**Task statement**
Every entry below must be copied exactly, with nothing left out.

(Data records begins)

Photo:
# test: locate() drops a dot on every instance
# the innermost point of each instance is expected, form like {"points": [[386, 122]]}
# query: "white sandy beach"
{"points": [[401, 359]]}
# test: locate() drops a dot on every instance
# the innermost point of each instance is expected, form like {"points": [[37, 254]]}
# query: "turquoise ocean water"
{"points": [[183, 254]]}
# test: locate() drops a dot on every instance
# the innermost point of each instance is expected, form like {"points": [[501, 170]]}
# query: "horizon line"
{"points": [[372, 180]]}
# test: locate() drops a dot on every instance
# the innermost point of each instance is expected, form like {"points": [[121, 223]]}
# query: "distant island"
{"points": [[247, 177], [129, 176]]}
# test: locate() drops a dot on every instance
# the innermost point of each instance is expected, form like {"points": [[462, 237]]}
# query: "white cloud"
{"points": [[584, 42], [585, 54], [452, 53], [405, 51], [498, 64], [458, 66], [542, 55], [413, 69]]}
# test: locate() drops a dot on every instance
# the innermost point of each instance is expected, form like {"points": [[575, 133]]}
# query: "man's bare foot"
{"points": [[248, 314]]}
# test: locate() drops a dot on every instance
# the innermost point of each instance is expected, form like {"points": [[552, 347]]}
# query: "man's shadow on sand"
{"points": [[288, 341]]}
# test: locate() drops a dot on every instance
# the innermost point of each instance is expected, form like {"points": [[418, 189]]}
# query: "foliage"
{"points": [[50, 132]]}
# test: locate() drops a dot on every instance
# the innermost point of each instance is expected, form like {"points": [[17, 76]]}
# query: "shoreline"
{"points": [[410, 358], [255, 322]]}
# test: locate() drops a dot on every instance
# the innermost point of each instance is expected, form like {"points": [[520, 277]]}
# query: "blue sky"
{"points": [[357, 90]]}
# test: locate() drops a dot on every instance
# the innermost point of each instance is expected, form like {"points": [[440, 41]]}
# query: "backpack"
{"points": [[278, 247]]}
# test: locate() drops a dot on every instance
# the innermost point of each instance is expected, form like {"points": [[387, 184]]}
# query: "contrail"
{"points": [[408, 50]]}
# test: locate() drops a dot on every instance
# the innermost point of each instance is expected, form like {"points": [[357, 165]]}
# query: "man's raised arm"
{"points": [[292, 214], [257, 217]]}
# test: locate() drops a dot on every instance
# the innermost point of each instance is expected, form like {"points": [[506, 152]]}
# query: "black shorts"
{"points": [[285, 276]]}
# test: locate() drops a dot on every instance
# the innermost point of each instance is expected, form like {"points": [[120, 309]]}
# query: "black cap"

(Data records ends)

**Output below**
Photo:
# test: locate() drops a dot on every instance
# the innermost point of each instance is expected, form like {"points": [[386, 122]]}
# query: "white sandy beach"
{"points": [[401, 359]]}
# test: locate() drops a dot on every instance
# the innermost point of each instance is expected, form like {"points": [[37, 254]]}
# query: "turquoise ocean water"
{"points": [[183, 254]]}
# test: locate() drops a dot on every instance
# the innermost point of each instance is expected, form like {"points": [[501, 170]]}
# query: "horizon line"
{"points": [[372, 180]]}
# test: locate() drops a dot on every instance
# the innermost point of each instance is expected, form like {"points": [[121, 223]]}
# query: "distant island"
{"points": [[247, 177], [129, 176]]}
# test: locate() drops a dot on every instance
# the innermost point of each instance is expected, form like {"points": [[462, 237]]}
# query: "white cloud"
{"points": [[584, 42], [585, 54], [452, 53], [405, 51], [498, 64], [458, 66], [542, 55], [413, 69]]}
# test: locate() drops a dot on every instance
# the innermost point of each instance is expected, form like {"points": [[575, 133]]}
# query: "man's bare foot"
{"points": [[248, 314]]}
# test: locate() drops a dot on every instance
# the innermost point of each instance is expected, form like {"points": [[552, 347]]}
# query: "man's shadow on sand"
{"points": [[288, 341]]}
# test: locate() drops a dot on every instance
# the innermost point of each instance is expected, form like {"points": [[418, 189]]}
# query: "foliage"
{"points": [[50, 132]]}
# test: locate() drops a dot on every instance
# the innermost point of each instance is expected, form like {"points": [[17, 76]]}
# query: "shoreline"
{"points": [[410, 358], [255, 322]]}
# test: locate() drops a dot on every instance
# the innermost point of each instance is expected, form like {"points": [[520, 277]]}
# query: "blue sky"
{"points": [[357, 90]]}
# test: locate() drops a dot on every instance
# the innermost point of each instance is expected, form like {"points": [[440, 41]]}
# query: "backpack"
{"points": [[278, 247]]}
# test: locate() drops a dot on every instance
# the innermost point of each instance is expected, form like {"points": [[387, 184]]}
# query: "contrail"
{"points": [[408, 50]]}
# test: locate() drops a dot on every instance
# the innermost point of each instance is expected, form like {"points": [[357, 165]]}
# query: "man's raised arm"
{"points": [[292, 214], [257, 217]]}
# test: locate() drops a dot on every instance
# the innermost point of each instance is expected, form like {"points": [[506, 152]]}
# query: "black shorts"
{"points": [[285, 276]]}
# test: locate() drops a dot on every instance
# the innermost point of each instance is expected, form like {"points": [[120, 309]]}
# query: "black cap"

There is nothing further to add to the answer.